Copy out the entire SquareMatrix trait documentation below, character for character, leaving out the data that follows it.

* [Document extract]:
▬▬▬▬▬▬

Trait cgmath::prelude::SquareMatrix

pub trait SquareMatrix where
    Self::Scalar: BaseFloat,
    Self: One,
    Self: Product<Self>,
    Self: Matrix<Column = Self::ColumnRow, Row = Self::ColumnRow, Transpose = Self>,
    Self: Mul<Self::ColumnRow, Output = Self::ColumnRow>,
    Self: Mul<Self, Output = Self>, {
    type ColumnRow: VectorSpace<Scalar = Self::Scalar> + Array<Element = Self::Scalar>;
    fn from_value(value: Self::Scalar) -> Self;
    fn from_diagonal(diagonal: Self::ColumnRow) -> Self;
    fn transpose_self(&mut self);
    fn determinant(&self) -> Self::Scalar;
    fn diagonal(&self) -> Self::ColumnRow;
    fn invert(&self) -> Option<Self>;
    fn is_diagonal(&self) -> bool;
    fn is_symmetric(&self) -> bool;

    fn identity() -> Self { ... }
    fn trace(&self) -> Self::Scalar { ... }
    fn is_invertible(&self) -> bool { ... }
    fn is_identity(&self) -> bool { ... }
}

A column-major major matrix where the rows and column vectors are of the same dimensions.

▬▬▬▬▬▬

* [Stored records]:

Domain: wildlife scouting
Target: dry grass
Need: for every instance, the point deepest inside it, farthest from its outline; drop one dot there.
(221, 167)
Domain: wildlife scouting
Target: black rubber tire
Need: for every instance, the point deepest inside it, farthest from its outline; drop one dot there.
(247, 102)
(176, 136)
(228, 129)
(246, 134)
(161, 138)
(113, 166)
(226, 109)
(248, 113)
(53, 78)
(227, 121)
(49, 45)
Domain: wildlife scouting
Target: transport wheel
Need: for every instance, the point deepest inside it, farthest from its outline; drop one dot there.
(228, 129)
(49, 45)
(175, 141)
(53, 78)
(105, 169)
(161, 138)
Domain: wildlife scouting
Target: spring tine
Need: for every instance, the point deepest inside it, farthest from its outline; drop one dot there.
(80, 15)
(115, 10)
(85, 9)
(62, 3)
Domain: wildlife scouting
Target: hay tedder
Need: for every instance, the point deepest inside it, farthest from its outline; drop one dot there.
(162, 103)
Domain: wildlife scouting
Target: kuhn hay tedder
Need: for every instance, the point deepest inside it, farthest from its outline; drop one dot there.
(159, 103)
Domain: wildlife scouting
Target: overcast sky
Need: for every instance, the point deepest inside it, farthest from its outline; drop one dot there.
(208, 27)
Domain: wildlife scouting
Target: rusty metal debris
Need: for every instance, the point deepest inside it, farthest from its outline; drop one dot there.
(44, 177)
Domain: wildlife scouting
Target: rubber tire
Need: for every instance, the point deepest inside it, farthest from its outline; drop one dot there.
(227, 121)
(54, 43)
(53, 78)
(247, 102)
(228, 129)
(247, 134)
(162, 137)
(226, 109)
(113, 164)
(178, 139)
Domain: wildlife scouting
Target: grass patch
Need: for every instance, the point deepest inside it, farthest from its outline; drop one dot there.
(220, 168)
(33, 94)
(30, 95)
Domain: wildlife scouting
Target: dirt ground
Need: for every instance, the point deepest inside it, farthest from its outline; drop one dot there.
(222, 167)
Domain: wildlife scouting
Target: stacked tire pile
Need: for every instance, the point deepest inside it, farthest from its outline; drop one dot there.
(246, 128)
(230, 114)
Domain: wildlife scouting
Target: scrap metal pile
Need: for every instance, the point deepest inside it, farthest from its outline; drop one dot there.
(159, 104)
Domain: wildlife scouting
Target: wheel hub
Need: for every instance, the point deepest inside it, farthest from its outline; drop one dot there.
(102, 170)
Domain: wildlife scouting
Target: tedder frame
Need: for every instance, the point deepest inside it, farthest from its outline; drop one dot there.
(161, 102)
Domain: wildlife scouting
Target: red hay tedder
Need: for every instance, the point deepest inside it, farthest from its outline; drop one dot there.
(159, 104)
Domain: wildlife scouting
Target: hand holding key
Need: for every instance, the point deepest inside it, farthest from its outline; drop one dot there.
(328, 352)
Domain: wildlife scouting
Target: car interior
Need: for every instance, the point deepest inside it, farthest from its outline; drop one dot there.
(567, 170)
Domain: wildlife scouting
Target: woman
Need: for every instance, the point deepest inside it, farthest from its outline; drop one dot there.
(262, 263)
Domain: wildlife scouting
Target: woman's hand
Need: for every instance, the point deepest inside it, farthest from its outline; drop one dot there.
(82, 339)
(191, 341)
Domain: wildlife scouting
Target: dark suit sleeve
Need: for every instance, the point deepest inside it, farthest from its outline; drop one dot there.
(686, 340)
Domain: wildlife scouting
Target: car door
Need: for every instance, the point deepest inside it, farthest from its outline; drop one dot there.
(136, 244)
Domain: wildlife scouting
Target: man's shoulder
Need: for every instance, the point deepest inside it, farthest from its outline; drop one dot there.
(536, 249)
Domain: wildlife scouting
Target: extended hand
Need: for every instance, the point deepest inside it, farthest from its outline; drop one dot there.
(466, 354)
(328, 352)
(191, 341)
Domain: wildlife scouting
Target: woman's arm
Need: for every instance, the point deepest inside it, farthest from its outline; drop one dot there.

▬▬▬▬▬▬

* [Response]:
Trait cgmath::prelude::SquareMatrix

pub trait SquareMatrix where
    Self::Scalar: BaseFloat,
    Self: One,
    Self: Product<Self>,
    Self: Matrix<Column = Self::ColumnRow, Row = Self::ColumnRow, Transpose = Self>,
    Self: Mul<Self::ColumnRow, Output = Self::ColumnRow>,
    Self: Mul<Self, Output = Self>, {
    type ColumnRow: VectorSpace<Scalar = Self::Scalar> + Array<Element = Self::Scalar>;
    fn from_value(value: Self::Scalar) -> Self;
    fn from_diagonal(diagonal: Self::ColumnRow) -> Self;
    fn transpose_self(&mut self);
    fn determinant(&self) -> Self::Scalar;
    fn diagonal(&self) -> Self::ColumnRow;
    fn invert(&self) -> Option<Self>;
    fn is_diagonal(&self) -> bool;
    fn is_symmetric(&self) -> bool;

    fn identity() -> Self { ... }
    fn trace(&self) -> Self::Scalar { ... }
    fn is_invertible(&self) -> bool { ... }
    fn is_identity(&self) -> bool { ... }
}

A column-major major matrix where the rows and column vectors are of the same dimensions.